THE EXERCISE: Which lines run from the one containing "Would you be able to tag the stall awning" to the end of the entries? Quote them exactly, and nothing else.
===============
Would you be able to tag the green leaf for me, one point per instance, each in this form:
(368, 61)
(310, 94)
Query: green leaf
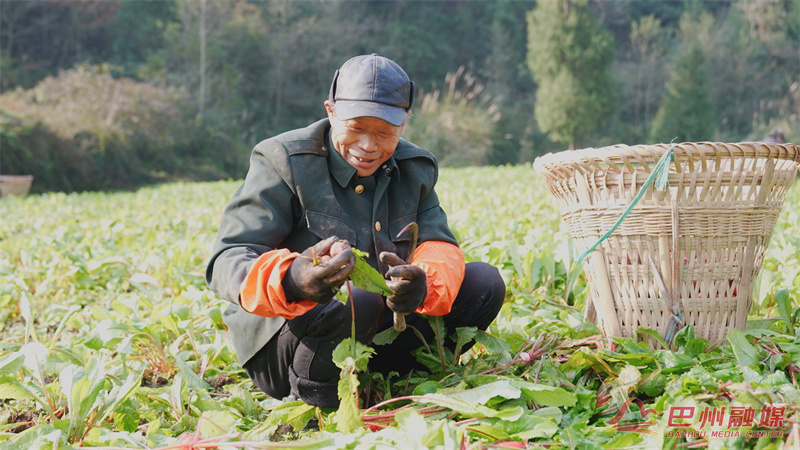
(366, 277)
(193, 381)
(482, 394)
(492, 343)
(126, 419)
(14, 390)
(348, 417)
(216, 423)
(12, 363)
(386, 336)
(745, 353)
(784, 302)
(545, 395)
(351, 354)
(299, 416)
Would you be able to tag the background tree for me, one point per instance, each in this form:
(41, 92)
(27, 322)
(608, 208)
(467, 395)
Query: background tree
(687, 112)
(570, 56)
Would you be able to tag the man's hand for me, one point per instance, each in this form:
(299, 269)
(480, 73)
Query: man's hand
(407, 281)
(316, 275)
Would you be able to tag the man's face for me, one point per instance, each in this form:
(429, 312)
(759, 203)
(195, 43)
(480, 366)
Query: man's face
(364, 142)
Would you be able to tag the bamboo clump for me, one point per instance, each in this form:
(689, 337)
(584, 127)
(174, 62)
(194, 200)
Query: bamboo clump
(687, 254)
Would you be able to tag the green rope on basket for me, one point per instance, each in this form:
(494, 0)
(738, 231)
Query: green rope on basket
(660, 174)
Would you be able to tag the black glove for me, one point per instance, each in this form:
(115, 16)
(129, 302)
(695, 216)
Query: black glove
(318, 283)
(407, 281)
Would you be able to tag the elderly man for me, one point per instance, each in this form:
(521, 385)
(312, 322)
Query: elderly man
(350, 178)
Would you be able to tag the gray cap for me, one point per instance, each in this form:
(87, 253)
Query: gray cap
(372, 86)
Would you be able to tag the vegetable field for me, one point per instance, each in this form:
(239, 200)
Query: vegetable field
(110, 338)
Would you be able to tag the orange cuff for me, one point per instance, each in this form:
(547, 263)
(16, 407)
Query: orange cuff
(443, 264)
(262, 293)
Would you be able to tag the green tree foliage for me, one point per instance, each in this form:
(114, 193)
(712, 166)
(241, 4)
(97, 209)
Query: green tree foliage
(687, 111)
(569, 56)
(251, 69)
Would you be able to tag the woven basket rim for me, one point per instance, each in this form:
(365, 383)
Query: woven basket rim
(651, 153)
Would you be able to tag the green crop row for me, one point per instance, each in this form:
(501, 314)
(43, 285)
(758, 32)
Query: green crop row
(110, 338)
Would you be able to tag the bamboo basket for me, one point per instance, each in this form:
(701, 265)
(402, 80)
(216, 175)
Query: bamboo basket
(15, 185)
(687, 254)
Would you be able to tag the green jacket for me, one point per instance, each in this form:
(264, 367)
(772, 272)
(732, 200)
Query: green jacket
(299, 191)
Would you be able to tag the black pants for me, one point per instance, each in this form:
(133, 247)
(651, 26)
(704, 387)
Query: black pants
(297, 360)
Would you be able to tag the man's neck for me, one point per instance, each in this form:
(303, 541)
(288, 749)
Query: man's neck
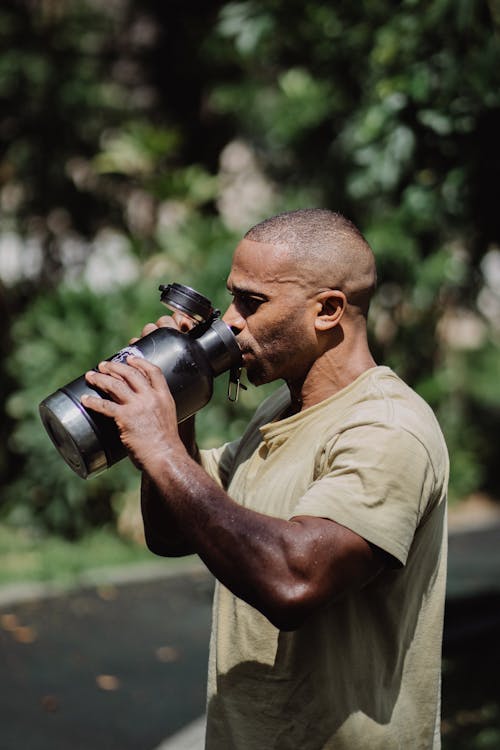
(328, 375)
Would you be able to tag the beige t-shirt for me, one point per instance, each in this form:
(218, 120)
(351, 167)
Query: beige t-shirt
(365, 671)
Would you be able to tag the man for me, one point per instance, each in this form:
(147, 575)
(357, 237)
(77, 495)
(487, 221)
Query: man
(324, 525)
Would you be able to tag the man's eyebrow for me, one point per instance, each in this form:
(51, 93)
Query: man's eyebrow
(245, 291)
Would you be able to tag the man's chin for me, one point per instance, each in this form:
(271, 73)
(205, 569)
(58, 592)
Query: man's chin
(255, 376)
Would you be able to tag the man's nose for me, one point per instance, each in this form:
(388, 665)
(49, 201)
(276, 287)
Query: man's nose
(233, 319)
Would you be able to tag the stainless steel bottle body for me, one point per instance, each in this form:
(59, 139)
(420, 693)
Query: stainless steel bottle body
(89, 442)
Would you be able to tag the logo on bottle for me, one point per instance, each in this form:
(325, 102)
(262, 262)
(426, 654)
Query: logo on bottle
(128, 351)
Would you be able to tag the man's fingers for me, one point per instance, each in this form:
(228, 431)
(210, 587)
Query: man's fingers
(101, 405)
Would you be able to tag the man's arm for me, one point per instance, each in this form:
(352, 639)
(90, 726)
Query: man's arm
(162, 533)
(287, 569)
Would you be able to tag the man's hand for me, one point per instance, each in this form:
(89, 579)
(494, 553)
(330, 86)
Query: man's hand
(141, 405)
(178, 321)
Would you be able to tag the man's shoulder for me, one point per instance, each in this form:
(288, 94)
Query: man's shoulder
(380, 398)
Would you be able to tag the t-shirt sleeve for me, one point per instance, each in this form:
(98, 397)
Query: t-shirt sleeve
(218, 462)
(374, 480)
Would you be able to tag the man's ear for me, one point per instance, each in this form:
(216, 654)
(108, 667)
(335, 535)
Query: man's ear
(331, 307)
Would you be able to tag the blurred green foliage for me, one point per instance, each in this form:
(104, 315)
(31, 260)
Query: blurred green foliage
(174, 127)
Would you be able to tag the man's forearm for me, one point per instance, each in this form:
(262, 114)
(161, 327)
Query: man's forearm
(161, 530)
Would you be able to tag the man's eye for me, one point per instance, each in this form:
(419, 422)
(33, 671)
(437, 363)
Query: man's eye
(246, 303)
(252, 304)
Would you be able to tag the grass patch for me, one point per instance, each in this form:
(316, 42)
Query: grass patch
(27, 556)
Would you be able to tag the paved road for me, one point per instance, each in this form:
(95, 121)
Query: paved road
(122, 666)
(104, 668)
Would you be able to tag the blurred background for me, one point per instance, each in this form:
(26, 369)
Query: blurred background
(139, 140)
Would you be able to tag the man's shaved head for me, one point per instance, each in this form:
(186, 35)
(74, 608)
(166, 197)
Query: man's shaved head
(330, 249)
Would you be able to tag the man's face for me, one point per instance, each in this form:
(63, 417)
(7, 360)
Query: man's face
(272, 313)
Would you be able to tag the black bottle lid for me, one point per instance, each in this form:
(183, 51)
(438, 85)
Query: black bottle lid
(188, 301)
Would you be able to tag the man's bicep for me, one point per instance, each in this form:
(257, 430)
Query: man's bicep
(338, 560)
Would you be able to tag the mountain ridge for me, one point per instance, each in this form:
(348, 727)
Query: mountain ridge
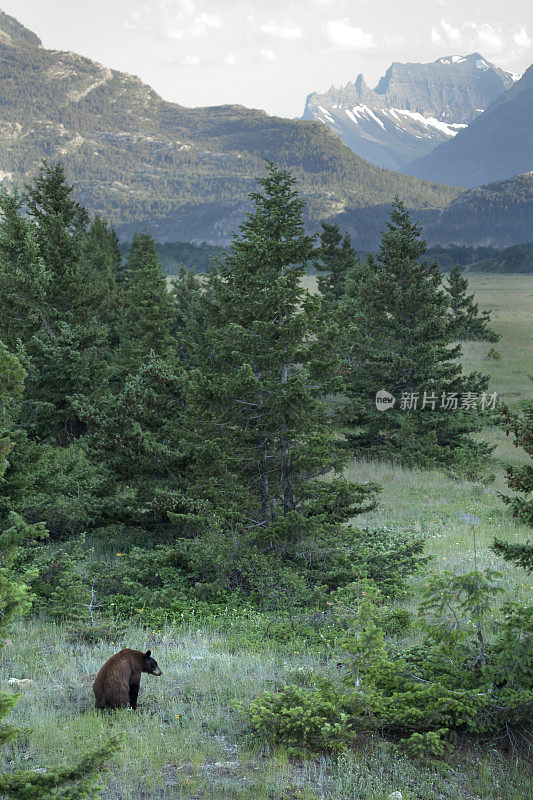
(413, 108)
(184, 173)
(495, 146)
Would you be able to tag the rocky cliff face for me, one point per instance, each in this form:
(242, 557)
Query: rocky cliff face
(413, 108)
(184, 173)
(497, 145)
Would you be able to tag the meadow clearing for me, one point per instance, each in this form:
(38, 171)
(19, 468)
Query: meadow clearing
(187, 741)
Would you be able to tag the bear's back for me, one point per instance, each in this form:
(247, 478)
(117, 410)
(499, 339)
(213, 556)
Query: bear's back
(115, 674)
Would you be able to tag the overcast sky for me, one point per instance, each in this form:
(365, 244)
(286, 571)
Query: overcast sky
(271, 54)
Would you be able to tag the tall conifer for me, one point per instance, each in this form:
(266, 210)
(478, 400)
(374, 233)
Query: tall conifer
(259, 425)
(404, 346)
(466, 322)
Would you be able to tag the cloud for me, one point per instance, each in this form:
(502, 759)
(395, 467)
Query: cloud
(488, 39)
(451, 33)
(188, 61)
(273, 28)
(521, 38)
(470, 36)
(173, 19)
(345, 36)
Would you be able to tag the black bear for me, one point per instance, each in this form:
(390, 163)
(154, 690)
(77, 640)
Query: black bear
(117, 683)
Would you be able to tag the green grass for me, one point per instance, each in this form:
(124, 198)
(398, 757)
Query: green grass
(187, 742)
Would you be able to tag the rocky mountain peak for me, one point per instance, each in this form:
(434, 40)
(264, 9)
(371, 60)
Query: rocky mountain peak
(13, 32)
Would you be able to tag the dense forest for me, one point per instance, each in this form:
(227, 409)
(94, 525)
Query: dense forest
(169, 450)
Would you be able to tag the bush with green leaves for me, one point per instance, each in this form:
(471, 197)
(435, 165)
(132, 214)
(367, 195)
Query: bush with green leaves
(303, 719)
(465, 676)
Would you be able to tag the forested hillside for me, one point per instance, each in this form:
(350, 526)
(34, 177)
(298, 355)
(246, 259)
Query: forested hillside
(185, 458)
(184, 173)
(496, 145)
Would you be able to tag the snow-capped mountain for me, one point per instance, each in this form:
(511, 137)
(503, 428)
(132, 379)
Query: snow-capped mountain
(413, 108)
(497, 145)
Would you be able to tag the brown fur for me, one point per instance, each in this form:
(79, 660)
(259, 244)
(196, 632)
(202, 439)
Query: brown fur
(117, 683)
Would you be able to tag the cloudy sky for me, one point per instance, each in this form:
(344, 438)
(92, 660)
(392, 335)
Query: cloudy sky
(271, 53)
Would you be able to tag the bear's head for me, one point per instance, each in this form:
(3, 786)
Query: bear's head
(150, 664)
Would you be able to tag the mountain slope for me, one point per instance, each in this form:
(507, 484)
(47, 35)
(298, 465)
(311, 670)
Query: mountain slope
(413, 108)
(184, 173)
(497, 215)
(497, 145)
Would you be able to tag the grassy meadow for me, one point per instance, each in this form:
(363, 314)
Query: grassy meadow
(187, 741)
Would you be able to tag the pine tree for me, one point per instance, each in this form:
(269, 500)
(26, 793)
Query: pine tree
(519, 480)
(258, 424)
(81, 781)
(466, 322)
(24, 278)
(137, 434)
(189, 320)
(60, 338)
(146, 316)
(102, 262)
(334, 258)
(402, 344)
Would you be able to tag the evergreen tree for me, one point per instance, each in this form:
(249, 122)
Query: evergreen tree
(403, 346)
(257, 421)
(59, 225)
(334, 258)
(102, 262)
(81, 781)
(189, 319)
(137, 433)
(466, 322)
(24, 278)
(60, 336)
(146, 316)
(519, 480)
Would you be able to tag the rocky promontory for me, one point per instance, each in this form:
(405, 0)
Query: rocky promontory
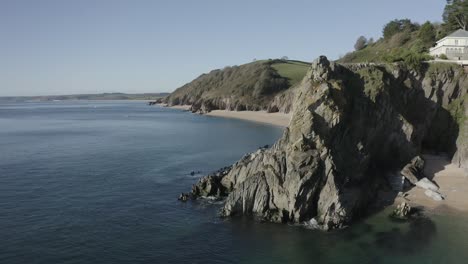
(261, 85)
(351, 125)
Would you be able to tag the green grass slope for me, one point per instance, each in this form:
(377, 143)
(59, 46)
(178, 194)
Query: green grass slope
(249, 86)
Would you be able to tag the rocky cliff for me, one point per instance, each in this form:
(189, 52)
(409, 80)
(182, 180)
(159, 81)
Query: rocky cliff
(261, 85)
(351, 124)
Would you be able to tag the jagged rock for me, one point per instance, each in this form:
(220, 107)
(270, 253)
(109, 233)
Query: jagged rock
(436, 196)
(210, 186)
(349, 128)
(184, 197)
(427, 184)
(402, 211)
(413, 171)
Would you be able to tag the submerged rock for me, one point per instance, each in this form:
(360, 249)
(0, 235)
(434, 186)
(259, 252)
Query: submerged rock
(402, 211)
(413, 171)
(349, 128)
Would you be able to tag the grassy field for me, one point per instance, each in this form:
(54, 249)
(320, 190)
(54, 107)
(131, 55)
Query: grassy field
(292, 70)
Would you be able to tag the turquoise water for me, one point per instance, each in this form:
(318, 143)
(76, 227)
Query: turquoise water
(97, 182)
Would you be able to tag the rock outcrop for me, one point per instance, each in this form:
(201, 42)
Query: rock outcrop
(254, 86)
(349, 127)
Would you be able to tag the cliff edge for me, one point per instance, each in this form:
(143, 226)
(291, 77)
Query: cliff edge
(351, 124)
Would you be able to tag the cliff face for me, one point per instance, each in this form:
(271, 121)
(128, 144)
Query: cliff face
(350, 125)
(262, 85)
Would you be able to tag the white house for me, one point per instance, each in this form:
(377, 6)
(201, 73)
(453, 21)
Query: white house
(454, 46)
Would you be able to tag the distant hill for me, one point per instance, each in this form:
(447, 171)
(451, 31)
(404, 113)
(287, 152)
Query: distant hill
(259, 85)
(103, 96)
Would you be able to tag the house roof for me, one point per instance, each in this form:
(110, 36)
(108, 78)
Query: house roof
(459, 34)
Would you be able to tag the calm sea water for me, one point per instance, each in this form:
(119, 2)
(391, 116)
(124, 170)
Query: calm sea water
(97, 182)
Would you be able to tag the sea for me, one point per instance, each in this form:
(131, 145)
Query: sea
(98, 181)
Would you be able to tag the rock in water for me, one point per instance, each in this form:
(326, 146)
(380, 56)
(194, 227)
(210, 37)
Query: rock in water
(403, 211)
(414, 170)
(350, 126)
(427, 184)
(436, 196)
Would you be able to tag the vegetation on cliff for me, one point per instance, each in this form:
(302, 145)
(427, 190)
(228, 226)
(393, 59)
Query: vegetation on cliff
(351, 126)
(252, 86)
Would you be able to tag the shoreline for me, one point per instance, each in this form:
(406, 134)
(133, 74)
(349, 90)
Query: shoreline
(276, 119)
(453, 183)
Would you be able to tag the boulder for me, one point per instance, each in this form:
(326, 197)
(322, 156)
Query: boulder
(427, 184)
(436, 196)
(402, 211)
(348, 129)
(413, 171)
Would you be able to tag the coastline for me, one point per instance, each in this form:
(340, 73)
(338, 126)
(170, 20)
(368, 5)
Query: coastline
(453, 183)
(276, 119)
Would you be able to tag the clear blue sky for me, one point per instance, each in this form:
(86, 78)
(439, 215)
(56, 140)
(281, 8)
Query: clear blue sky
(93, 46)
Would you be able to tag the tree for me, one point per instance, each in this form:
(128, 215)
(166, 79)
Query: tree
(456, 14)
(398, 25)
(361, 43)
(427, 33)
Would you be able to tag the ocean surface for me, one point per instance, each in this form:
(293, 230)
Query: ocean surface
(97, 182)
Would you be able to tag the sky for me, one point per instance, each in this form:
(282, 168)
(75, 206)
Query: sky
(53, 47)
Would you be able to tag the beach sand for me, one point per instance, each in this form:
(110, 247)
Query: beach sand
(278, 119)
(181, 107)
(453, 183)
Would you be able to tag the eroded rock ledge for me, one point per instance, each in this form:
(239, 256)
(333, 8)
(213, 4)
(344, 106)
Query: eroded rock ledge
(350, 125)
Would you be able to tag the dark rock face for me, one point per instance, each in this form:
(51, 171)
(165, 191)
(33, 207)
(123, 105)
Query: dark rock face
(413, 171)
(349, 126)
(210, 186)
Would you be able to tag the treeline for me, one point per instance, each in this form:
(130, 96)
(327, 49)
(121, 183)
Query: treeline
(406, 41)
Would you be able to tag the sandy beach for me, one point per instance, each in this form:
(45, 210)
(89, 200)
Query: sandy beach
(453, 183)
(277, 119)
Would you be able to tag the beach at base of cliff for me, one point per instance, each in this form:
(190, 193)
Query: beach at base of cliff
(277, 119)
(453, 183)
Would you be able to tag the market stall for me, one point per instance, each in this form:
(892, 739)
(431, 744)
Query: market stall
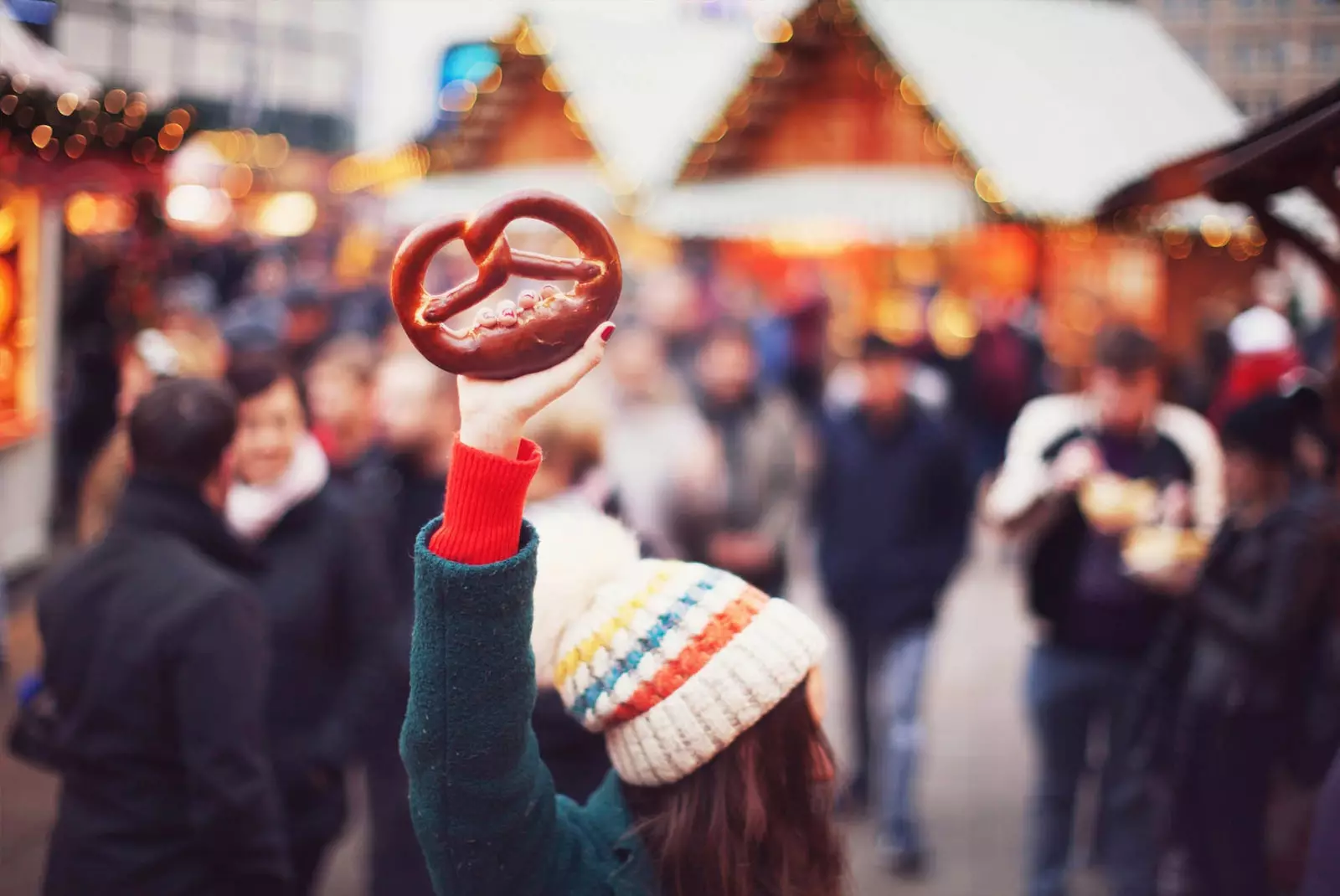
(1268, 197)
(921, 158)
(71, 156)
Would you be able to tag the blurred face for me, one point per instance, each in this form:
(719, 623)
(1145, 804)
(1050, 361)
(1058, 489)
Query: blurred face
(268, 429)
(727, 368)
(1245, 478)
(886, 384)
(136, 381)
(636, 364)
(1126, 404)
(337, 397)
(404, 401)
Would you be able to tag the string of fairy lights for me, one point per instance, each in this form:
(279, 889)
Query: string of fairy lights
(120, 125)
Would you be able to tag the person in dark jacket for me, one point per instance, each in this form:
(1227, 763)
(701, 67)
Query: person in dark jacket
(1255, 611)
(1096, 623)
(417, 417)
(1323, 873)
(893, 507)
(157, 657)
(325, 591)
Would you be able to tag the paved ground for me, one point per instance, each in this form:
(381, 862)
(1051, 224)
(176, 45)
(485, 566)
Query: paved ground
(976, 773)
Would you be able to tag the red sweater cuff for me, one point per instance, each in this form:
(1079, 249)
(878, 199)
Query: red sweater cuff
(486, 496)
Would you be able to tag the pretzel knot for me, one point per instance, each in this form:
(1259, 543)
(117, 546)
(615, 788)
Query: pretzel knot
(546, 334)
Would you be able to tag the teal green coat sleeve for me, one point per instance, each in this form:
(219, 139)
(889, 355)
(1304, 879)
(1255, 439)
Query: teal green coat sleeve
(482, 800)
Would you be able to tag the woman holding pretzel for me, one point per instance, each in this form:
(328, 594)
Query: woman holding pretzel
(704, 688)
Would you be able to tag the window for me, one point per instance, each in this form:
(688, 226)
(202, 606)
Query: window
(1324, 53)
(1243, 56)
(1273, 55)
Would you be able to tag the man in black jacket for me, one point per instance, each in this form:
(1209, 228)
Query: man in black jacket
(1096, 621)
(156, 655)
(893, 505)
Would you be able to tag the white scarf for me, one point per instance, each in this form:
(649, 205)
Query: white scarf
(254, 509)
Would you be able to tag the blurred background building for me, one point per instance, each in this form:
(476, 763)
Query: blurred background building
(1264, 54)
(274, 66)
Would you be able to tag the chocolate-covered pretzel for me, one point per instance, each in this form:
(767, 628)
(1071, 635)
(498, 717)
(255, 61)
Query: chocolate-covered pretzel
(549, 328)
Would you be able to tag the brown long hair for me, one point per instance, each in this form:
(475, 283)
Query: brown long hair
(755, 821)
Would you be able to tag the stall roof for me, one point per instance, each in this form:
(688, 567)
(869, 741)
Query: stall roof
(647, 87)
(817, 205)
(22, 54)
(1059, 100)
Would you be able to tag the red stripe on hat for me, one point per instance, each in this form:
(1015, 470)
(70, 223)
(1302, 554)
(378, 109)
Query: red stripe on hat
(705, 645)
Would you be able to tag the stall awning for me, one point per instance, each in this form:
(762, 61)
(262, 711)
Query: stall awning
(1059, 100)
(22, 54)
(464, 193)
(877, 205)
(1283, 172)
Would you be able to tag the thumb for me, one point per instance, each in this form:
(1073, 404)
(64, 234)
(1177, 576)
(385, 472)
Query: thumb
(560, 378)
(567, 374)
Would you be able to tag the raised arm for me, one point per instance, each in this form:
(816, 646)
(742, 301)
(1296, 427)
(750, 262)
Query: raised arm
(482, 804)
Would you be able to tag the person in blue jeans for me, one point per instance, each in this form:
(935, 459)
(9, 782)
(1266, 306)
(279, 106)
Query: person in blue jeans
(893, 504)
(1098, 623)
===============
WRITTEN RESPONSE:
Would you be able to tag the stall awning for me, one point per instance, each in this form:
(762, 61)
(262, 711)
Query: stall awning
(1059, 100)
(22, 54)
(464, 193)
(877, 205)
(1283, 172)
Would you be able to tag the thumb for me, one point per instance, each in this form:
(1073, 404)
(64, 234)
(1177, 576)
(385, 472)
Query: thumb
(560, 378)
(567, 374)
Would you be able to tag the raised arm for me, one point per instance, each in this form:
(816, 646)
(742, 301)
(1296, 427)
(750, 262)
Query: raised arm
(482, 804)
Would you be able to tag the person in blue jeans for me, one point per instance, each in this form:
(935, 459)
(9, 782)
(1266, 306)
(279, 106)
Query: person in blue jeans
(893, 504)
(1098, 623)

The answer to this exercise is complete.